> EXERCISE DIRECTIONS: List each line of the items below that contains the string "potted".

> MATERIAL SUPPLIED:
■ ■ ■

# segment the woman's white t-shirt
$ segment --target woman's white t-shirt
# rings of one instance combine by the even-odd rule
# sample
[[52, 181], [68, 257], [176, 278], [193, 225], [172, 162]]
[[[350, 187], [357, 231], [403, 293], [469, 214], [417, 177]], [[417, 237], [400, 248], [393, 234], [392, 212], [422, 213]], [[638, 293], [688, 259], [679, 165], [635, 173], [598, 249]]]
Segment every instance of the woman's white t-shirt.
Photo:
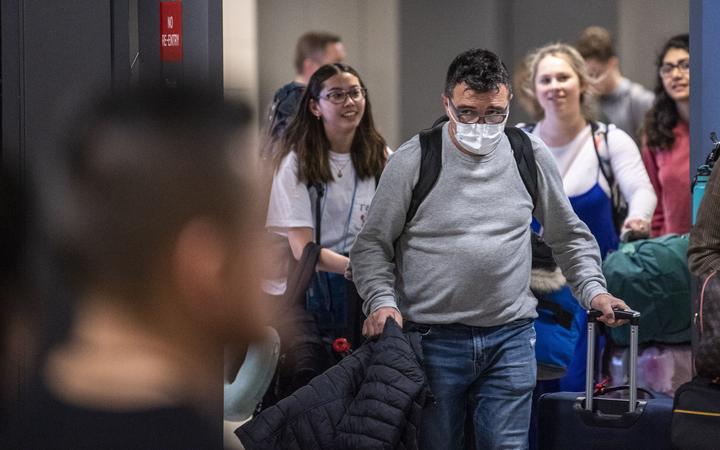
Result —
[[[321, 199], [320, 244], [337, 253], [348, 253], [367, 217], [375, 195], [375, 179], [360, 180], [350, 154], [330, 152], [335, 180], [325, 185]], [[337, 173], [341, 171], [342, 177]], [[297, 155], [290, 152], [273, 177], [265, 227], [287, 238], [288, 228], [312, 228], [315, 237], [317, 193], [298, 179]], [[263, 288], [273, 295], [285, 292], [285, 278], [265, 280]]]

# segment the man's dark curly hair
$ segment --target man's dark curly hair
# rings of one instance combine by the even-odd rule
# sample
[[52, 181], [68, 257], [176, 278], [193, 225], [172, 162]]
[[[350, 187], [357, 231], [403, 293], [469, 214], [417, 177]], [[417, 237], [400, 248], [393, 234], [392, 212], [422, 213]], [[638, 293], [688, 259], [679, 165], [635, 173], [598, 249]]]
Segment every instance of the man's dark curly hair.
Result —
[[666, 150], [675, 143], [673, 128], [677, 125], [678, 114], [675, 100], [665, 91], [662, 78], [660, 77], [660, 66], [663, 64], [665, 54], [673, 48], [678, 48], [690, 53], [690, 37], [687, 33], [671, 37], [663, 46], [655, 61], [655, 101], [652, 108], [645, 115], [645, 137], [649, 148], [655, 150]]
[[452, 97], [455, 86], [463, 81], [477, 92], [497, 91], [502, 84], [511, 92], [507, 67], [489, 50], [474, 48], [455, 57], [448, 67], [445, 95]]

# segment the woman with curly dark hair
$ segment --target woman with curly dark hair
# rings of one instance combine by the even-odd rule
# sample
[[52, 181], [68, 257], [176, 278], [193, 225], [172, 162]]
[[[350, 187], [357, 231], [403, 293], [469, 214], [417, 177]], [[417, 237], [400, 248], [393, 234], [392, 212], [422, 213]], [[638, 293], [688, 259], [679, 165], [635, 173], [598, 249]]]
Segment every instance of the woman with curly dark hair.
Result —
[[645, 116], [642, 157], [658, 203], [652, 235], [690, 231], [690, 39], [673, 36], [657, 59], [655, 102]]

■ ■ ■

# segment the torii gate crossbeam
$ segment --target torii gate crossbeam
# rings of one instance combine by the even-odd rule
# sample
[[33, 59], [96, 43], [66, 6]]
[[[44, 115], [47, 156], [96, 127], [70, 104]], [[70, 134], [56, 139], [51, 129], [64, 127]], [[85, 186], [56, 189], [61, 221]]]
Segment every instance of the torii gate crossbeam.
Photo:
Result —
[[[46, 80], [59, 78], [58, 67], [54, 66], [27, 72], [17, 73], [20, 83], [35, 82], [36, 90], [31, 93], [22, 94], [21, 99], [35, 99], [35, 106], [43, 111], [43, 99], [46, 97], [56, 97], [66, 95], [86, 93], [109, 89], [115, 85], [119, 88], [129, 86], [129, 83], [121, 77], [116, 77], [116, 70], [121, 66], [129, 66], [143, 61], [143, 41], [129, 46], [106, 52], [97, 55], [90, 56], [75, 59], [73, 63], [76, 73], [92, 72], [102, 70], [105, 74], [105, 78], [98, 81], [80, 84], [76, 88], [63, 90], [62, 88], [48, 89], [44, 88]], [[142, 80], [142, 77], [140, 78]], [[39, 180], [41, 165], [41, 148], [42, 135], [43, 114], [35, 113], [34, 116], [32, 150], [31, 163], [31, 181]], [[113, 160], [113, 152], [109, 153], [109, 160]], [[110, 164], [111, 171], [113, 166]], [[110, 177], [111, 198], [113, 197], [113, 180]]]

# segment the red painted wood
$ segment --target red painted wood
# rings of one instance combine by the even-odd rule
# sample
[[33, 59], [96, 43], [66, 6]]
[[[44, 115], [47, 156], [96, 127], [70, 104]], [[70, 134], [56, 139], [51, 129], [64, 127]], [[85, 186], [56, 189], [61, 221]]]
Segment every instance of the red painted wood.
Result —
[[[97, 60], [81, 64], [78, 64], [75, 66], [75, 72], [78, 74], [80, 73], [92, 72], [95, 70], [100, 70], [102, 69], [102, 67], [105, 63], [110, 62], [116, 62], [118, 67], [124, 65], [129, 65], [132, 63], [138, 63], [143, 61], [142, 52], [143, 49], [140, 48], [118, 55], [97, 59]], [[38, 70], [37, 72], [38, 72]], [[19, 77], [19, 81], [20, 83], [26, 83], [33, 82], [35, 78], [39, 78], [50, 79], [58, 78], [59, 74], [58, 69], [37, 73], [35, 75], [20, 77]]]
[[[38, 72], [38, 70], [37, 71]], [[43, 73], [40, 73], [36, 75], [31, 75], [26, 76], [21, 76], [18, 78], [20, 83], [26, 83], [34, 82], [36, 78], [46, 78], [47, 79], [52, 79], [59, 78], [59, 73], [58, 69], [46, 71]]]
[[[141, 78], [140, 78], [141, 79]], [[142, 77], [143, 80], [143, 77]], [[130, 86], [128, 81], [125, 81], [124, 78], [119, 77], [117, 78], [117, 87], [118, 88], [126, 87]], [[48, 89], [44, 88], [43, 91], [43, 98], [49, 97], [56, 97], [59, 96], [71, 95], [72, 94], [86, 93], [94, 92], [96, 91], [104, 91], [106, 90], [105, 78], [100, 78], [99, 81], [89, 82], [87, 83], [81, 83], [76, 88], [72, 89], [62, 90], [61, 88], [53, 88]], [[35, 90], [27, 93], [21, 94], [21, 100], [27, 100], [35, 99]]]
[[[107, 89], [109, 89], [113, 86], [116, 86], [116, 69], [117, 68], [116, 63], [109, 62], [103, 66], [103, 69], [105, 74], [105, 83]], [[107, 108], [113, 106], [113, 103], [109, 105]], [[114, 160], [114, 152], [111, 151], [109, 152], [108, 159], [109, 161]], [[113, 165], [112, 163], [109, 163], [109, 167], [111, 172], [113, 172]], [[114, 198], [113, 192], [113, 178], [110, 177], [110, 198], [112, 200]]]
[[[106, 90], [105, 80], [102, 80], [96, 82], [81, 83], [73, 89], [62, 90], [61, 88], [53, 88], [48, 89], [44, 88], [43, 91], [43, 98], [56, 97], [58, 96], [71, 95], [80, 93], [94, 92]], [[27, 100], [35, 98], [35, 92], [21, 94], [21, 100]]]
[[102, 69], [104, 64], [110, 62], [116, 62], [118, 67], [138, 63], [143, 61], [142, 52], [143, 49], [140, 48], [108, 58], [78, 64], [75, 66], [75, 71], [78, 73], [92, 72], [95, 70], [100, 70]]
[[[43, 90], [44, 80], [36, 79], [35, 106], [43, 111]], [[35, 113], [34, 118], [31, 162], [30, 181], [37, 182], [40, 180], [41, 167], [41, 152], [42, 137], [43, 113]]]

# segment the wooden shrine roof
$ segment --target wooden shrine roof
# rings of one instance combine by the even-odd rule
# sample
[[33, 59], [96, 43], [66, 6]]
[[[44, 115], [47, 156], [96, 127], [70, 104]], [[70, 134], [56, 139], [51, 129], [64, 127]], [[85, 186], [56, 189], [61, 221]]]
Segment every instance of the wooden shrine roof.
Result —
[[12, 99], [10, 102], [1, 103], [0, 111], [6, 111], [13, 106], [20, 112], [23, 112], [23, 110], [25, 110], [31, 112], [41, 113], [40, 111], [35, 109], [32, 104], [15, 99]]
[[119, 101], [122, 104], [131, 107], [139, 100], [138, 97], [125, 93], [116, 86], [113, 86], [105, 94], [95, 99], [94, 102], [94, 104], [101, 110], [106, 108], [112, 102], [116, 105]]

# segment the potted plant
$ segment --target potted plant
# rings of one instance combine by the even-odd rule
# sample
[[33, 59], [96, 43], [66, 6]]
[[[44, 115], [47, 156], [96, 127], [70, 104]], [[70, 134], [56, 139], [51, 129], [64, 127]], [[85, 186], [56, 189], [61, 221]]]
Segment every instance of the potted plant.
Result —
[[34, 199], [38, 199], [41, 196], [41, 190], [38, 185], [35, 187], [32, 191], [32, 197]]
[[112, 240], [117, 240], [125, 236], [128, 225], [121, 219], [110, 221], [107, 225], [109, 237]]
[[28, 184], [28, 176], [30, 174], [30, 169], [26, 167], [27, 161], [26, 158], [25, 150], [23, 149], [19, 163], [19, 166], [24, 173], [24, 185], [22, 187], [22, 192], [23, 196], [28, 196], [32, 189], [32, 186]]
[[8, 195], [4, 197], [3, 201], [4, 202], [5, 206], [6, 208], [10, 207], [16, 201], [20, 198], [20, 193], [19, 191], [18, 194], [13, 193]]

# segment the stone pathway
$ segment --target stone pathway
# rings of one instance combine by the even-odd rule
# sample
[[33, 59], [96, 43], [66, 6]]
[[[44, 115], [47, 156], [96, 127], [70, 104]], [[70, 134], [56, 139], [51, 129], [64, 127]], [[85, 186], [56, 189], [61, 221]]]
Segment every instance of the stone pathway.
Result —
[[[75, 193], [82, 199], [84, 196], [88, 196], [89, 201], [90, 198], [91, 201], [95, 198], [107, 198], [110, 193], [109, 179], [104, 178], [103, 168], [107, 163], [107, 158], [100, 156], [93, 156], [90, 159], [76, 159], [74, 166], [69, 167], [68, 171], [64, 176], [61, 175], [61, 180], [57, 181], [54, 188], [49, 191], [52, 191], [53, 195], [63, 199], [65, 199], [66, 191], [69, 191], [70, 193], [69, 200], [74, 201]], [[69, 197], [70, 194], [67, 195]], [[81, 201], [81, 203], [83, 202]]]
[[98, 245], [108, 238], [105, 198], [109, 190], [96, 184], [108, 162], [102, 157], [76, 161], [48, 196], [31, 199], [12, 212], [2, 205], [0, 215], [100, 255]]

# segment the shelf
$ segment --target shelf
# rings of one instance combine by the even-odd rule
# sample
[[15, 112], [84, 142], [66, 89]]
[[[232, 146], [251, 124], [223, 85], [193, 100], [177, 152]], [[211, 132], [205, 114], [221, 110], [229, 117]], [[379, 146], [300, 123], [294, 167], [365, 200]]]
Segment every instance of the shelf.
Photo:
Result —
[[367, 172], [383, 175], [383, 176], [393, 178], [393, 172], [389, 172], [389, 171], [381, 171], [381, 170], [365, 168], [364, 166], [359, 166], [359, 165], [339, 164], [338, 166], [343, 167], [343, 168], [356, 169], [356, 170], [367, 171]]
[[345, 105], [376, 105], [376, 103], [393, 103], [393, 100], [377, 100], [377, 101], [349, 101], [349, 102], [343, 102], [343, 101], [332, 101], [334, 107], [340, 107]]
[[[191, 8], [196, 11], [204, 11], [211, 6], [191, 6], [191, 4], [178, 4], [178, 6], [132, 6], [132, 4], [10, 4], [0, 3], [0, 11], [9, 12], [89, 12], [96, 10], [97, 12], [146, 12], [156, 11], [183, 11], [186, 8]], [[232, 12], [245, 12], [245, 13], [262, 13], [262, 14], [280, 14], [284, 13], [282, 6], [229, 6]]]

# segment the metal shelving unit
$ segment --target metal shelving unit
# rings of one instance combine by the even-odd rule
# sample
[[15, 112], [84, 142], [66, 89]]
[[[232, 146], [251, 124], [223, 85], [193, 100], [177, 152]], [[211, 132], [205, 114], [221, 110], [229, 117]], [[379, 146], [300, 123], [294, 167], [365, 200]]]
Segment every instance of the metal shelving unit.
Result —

■ ■ ■

> RESPONSE TO THIS EXERCISE:
# segment the potted plant
$ segment --target potted plant
Segment every instance of the potted plant.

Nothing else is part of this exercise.